[START Dataset]
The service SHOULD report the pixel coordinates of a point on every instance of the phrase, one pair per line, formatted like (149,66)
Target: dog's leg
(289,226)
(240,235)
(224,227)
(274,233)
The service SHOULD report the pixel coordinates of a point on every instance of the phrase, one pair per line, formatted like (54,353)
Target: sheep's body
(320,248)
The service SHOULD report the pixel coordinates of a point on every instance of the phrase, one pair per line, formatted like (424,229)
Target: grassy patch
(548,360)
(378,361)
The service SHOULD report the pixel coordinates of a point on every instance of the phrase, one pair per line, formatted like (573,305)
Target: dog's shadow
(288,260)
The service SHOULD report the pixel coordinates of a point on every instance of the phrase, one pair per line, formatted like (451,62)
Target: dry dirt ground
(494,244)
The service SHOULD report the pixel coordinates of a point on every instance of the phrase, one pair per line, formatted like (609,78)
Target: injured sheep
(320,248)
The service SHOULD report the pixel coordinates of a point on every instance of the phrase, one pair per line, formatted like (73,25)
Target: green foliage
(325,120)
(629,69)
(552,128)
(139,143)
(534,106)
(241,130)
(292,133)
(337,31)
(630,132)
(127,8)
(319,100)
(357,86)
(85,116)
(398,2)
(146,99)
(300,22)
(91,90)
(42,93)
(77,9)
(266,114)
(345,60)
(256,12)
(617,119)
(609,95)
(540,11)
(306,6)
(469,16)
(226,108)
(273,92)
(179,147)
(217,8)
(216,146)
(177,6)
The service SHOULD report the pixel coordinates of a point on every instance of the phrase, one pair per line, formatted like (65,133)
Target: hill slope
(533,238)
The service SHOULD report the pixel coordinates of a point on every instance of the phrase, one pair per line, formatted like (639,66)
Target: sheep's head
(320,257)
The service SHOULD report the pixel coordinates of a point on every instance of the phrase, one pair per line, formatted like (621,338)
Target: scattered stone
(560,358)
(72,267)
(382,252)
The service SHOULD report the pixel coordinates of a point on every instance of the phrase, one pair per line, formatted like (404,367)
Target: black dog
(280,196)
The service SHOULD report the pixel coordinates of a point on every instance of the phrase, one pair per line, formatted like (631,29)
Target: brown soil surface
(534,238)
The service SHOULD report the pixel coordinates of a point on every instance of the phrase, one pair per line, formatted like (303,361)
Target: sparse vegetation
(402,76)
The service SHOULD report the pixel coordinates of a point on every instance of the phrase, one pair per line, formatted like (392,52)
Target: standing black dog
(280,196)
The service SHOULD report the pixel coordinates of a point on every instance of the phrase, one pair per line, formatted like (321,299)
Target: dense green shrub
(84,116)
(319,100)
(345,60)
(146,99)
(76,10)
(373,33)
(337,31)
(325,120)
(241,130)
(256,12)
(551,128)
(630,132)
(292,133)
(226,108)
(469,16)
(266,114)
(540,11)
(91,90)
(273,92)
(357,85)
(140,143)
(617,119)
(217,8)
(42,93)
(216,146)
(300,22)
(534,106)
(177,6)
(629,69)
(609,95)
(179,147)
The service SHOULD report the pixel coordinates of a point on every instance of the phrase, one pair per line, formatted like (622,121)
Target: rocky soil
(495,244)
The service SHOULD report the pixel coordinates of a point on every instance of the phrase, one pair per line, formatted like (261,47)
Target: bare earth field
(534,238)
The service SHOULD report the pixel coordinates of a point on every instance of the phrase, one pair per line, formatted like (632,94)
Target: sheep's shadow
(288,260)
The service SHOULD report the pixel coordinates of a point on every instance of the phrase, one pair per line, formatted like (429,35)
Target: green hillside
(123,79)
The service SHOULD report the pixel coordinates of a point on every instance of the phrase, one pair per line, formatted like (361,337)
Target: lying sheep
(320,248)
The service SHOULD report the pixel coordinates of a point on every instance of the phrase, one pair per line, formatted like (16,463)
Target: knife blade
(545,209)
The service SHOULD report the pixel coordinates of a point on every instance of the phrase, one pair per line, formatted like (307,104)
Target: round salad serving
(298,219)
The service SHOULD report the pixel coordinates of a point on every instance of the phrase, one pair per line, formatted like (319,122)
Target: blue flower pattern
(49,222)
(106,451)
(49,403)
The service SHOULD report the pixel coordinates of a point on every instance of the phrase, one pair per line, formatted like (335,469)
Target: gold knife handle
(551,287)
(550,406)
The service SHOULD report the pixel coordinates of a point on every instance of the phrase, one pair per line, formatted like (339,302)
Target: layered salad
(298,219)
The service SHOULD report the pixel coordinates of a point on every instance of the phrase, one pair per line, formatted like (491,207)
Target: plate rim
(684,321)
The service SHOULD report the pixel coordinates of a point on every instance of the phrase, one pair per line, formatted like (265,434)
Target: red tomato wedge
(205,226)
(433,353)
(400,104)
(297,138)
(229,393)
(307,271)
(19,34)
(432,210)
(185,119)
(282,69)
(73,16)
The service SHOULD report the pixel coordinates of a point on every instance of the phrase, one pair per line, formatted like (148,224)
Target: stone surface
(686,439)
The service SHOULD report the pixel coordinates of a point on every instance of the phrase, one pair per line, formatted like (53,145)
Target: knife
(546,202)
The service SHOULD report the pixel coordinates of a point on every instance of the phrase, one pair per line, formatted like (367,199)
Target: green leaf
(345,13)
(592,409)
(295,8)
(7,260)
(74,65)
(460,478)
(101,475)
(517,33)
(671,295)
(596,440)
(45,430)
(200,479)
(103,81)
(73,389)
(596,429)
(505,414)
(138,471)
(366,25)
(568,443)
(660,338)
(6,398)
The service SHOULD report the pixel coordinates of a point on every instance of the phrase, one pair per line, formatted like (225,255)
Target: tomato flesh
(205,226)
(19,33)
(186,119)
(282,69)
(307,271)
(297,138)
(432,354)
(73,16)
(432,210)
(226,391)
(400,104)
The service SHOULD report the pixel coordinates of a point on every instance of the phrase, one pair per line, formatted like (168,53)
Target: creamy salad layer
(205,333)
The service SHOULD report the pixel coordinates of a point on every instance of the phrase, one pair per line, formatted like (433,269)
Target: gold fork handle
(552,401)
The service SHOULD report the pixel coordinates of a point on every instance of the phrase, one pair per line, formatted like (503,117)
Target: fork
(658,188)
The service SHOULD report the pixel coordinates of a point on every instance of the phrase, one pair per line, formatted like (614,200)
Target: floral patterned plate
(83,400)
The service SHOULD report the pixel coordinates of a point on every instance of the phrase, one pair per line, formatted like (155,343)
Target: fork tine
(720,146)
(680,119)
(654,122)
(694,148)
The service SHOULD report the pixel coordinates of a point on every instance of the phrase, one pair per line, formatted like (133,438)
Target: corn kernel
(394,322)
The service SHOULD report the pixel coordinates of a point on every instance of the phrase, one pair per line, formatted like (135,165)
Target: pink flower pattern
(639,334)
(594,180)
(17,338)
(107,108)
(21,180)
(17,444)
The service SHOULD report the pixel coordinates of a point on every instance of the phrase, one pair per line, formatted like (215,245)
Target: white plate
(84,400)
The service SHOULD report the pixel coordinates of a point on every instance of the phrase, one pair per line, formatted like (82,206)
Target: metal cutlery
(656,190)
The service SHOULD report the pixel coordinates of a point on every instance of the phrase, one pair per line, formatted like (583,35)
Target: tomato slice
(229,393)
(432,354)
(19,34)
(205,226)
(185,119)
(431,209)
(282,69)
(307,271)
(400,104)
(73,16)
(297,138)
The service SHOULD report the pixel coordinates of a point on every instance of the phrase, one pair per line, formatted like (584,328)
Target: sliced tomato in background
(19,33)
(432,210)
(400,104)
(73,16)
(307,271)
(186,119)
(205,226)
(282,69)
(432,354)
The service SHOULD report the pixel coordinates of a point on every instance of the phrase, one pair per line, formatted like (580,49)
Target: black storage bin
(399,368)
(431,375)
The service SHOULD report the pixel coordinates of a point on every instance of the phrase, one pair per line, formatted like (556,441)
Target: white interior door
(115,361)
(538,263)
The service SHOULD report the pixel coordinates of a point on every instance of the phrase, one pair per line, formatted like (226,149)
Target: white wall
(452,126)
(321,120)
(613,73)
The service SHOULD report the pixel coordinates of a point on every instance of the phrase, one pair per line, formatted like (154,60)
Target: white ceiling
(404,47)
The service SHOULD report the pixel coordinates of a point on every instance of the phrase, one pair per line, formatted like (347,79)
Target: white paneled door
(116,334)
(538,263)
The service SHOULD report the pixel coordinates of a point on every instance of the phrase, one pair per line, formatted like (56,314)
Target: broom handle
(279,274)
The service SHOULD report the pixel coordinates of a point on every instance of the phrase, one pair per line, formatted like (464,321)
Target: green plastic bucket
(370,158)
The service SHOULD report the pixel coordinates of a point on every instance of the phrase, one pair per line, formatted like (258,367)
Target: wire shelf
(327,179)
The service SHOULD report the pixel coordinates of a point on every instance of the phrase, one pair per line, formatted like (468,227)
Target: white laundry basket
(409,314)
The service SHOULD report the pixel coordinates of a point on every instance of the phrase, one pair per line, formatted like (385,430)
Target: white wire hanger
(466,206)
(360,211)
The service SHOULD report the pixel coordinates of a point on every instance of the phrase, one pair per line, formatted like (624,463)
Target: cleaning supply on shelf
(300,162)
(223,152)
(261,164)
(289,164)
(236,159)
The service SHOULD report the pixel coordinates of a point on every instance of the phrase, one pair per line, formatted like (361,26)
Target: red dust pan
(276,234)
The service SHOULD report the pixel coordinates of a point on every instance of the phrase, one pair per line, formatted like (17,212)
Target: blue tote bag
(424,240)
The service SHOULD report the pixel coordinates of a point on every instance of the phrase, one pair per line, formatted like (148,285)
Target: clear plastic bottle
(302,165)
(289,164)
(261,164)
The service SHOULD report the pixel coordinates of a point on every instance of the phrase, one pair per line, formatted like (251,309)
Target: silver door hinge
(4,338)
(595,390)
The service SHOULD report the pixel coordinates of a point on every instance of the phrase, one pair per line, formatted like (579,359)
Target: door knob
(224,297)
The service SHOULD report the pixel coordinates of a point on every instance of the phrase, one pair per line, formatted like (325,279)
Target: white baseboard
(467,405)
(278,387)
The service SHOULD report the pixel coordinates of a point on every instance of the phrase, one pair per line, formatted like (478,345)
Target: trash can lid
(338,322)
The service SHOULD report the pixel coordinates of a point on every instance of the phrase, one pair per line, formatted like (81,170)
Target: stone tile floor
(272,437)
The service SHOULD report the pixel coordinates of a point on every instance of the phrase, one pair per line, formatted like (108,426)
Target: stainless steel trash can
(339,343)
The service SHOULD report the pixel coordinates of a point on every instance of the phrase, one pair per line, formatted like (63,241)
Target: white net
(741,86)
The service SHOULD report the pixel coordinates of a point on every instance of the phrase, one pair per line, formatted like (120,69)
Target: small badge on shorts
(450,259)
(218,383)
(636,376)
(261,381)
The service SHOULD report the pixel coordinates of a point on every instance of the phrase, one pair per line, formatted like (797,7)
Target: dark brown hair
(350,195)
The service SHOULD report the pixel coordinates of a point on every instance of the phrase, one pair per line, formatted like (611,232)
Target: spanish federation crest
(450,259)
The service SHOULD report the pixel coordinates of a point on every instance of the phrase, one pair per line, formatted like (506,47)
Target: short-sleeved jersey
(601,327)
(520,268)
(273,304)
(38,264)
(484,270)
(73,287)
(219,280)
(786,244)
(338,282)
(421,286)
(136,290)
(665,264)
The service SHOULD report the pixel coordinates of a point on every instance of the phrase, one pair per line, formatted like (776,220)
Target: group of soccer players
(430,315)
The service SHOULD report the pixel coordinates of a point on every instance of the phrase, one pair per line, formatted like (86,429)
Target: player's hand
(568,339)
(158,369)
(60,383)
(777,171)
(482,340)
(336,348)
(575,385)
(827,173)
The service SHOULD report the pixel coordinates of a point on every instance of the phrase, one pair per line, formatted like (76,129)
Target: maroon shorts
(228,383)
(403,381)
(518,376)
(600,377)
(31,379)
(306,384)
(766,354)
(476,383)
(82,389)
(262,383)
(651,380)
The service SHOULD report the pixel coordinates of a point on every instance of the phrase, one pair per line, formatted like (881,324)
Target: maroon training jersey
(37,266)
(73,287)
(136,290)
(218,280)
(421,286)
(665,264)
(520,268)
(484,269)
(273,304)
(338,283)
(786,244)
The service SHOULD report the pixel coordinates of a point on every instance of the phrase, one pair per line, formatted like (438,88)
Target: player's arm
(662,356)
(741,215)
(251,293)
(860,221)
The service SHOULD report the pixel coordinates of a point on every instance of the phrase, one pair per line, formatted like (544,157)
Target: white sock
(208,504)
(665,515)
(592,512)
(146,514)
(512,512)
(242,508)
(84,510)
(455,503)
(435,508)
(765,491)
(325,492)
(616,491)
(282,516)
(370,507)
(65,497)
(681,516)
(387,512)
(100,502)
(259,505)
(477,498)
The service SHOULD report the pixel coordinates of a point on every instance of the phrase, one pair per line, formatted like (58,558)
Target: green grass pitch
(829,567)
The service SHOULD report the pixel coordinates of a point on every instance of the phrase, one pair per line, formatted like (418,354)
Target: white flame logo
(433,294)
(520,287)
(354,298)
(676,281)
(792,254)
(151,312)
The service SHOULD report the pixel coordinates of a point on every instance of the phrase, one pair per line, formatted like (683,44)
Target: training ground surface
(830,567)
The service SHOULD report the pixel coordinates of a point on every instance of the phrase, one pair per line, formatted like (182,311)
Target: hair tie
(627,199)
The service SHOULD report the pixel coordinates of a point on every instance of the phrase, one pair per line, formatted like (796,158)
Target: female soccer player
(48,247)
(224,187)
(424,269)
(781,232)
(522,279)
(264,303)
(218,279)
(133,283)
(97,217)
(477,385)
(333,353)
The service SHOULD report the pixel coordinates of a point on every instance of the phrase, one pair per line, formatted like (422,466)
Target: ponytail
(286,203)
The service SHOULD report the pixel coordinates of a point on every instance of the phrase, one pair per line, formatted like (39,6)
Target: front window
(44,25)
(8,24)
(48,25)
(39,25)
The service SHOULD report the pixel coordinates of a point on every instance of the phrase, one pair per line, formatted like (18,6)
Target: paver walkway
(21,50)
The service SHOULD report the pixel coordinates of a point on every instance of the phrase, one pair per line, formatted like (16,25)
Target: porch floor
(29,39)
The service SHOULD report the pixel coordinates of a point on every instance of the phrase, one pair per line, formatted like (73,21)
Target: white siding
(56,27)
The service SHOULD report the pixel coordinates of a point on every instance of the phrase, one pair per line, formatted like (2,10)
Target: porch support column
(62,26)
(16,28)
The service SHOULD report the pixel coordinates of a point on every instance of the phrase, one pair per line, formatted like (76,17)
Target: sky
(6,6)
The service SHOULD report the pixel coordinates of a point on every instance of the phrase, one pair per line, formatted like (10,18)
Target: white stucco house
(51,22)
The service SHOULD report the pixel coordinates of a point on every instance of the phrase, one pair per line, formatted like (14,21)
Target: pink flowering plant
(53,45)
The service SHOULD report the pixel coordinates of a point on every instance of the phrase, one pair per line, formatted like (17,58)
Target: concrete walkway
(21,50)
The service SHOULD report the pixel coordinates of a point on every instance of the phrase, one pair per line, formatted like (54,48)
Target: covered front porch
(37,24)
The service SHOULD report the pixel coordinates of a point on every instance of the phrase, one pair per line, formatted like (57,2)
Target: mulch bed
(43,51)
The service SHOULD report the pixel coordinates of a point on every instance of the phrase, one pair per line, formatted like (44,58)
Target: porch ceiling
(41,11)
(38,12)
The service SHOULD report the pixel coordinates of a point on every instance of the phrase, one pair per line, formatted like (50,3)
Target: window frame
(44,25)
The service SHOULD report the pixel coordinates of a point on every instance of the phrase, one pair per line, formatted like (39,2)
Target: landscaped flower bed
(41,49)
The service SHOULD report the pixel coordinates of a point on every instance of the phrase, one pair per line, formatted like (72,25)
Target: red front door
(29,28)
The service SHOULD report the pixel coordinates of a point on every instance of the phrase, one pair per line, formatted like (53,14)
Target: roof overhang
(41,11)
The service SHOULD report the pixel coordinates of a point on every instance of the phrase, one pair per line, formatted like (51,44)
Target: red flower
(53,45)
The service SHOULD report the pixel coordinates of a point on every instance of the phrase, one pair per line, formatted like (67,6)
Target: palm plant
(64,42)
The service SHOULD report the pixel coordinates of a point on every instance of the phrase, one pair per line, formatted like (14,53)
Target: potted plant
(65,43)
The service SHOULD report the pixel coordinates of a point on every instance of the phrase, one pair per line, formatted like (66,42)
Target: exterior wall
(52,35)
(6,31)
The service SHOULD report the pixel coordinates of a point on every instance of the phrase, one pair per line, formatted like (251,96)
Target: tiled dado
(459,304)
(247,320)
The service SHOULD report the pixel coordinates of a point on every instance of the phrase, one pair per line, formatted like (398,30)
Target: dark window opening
[END Dataset]
Nothing but the lines from the line with "formatted like (72,25)" to the last line of the listing above should appear; please retype them exactly, both ends included.

◆ Full output:
The service SHOULD report the pixel coordinates of a point on every instance of the phrase, one pair per line, formatted like (72,25)
Target: red front door
(29,28)
The service SHOULD report the pixel coordinates of a point on every instance of the phrase, one pair per line, formatted like (53,14)
Target: roof overhang
(41,11)
The service SHOULD report the pixel coordinates of a point on every instance of the phrase, one pair per line, formatted like (51,44)
Target: red flower
(53,45)
The service SHOULD report the pixel coordinates of a point on every instance of the phrase, one pair per line, formatted like (67,6)
Target: palm plant
(64,42)
The service SHOULD report the pixel coordinates of a point on every instance of the phrase, one pair per line, formatted like (14,53)
Target: potted plant
(65,43)
The service SHOULD report the pixel coordinates of a point on every instance of the phrase, one pair per line, formatted like (66,42)
Target: exterior wall
(52,35)
(6,31)
The service SHOULD report the pixel coordinates of a point on every instance of the phrase, one pair per line, formatted like (251,96)
Target: tiled dado
(459,304)
(247,320)
The service SHOULD report the pixel coordinates of a point on every instance of the phrase, one pair per line, formatted like (398,30)
Target: dark window opening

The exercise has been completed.